[BEGIN Data records]

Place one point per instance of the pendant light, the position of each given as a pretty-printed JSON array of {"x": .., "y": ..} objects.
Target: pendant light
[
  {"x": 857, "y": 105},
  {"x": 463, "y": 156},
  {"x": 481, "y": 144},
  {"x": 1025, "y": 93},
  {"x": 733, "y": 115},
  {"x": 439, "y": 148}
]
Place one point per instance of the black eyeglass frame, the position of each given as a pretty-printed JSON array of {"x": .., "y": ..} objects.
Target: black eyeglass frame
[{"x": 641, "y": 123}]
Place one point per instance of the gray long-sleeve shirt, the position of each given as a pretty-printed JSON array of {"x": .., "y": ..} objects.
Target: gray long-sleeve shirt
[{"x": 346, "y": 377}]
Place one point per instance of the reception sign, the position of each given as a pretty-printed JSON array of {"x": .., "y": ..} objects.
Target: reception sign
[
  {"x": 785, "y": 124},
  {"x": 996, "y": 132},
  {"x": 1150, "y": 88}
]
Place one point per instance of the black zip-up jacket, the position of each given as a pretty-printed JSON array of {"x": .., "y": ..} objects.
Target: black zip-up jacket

[END Data records]

**Required work**
Rewrite all of the items above, changing "Target" to "Object" wherever it occurs and leaving everything else unchanged.

**Solved problem**
Place one point per instance of the pendant light, the position of each given as a pretty-printed JSON array of {"x": .., "y": ..} objects.
Object: pendant light
[
  {"x": 857, "y": 105},
  {"x": 463, "y": 156},
  {"x": 481, "y": 144},
  {"x": 1025, "y": 93},
  {"x": 733, "y": 115},
  {"x": 439, "y": 148}
]
Place one point per instance of the black eyeglass frame, the position of each given as a pretty-printed JSON array of {"x": .., "y": ..} objects.
Object: black eyeglass frame
[{"x": 641, "y": 123}]
Place one point per instance of the gray long-sleeve shirt, the position of each given as a pretty-printed JSON array of {"x": .., "y": ..} objects.
Object: gray long-sleeve shirt
[{"x": 346, "y": 377}]
Place one point per instance of the reception sign, the position of each given as a pretty-printed JSON array of {"x": .., "y": ..} objects.
Object: reception sign
[
  {"x": 785, "y": 124},
  {"x": 996, "y": 132},
  {"x": 1150, "y": 88}
]
Place one point per instance of the black zip-up jacket, the position of each given as a pretty-printed JSON array of {"x": .., "y": ..} objects.
Object: black zip-up jacket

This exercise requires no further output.